### [GIVEN INSTRUCTION]
Take the line that contains "the white car" as the first line and the final line of the records as the last; return exactly those lines and the lines between.

::::::

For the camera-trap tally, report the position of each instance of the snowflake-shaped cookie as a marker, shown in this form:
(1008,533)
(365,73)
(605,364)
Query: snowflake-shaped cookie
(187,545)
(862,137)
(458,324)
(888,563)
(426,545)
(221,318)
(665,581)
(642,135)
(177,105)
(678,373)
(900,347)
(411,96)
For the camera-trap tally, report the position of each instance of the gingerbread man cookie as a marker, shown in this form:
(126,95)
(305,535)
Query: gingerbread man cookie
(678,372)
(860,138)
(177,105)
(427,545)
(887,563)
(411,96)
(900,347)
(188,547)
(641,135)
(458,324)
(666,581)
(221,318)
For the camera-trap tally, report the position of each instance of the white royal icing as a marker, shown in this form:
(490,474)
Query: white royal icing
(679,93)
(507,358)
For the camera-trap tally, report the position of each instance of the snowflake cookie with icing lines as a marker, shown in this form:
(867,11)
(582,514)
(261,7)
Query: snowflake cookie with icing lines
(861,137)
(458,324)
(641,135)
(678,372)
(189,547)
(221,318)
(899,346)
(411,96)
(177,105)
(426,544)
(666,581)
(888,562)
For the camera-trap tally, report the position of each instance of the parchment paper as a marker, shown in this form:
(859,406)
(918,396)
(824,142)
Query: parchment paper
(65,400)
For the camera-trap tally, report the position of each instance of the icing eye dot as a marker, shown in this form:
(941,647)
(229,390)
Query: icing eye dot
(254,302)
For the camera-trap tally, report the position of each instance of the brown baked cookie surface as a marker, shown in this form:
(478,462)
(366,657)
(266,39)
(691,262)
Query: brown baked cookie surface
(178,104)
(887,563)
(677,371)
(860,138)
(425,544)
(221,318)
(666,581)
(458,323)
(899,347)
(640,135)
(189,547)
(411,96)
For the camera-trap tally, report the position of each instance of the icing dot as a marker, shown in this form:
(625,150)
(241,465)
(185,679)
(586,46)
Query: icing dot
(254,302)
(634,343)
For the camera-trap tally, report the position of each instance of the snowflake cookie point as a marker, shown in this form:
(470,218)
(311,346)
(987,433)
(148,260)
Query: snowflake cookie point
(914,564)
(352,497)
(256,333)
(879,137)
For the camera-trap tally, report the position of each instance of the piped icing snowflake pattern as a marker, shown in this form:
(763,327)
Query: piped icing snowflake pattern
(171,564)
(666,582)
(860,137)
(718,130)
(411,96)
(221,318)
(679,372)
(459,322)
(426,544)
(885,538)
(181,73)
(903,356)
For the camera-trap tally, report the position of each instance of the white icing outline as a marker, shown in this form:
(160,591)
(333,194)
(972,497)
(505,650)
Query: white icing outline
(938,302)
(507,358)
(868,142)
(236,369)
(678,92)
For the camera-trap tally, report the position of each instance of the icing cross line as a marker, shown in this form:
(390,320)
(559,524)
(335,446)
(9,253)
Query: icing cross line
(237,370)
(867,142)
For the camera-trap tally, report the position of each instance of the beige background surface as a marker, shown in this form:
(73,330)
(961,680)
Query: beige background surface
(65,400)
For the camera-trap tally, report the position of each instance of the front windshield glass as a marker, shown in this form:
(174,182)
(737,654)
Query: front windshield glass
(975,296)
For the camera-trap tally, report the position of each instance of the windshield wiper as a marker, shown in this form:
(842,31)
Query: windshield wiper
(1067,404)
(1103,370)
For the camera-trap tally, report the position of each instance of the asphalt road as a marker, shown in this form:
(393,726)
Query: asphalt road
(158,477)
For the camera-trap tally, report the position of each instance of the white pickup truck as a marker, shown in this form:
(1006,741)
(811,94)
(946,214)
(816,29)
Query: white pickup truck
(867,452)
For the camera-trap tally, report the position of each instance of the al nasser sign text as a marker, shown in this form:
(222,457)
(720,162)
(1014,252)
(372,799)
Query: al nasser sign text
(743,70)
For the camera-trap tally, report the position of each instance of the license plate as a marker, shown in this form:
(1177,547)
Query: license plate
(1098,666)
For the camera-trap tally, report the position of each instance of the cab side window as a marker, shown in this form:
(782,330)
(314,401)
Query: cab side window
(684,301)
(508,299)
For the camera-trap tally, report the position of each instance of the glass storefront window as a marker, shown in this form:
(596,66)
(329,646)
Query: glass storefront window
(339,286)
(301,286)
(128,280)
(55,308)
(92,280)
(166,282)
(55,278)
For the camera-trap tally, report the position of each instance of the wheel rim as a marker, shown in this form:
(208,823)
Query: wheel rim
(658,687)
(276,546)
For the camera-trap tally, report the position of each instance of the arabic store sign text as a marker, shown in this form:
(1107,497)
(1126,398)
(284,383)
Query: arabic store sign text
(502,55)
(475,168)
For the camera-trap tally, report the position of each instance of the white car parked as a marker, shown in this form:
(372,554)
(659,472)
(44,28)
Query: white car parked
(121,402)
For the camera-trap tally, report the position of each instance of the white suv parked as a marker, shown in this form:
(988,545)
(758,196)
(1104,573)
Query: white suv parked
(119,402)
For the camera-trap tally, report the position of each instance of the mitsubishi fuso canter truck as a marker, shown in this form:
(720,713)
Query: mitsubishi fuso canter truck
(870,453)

::::::

### [ANSWER TO THIS TASK]
For the camera-trap tally, report the position of each instance of the white car parked as a marker, shown in this form:
(372,554)
(659,472)
(44,28)
Query: white car parked
(121,402)
For the camera-trap tally, report the position of each instance of the white suv parked as a marker, shown in this form:
(988,545)
(758,196)
(1104,573)
Query: white suv parked
(119,402)
For the camera-trap tally, report the position of each instance of the mitsubishi fuso canter truck as a marker, shown in this form:
(720,713)
Query: mitsubishi fuso canter truck
(870,453)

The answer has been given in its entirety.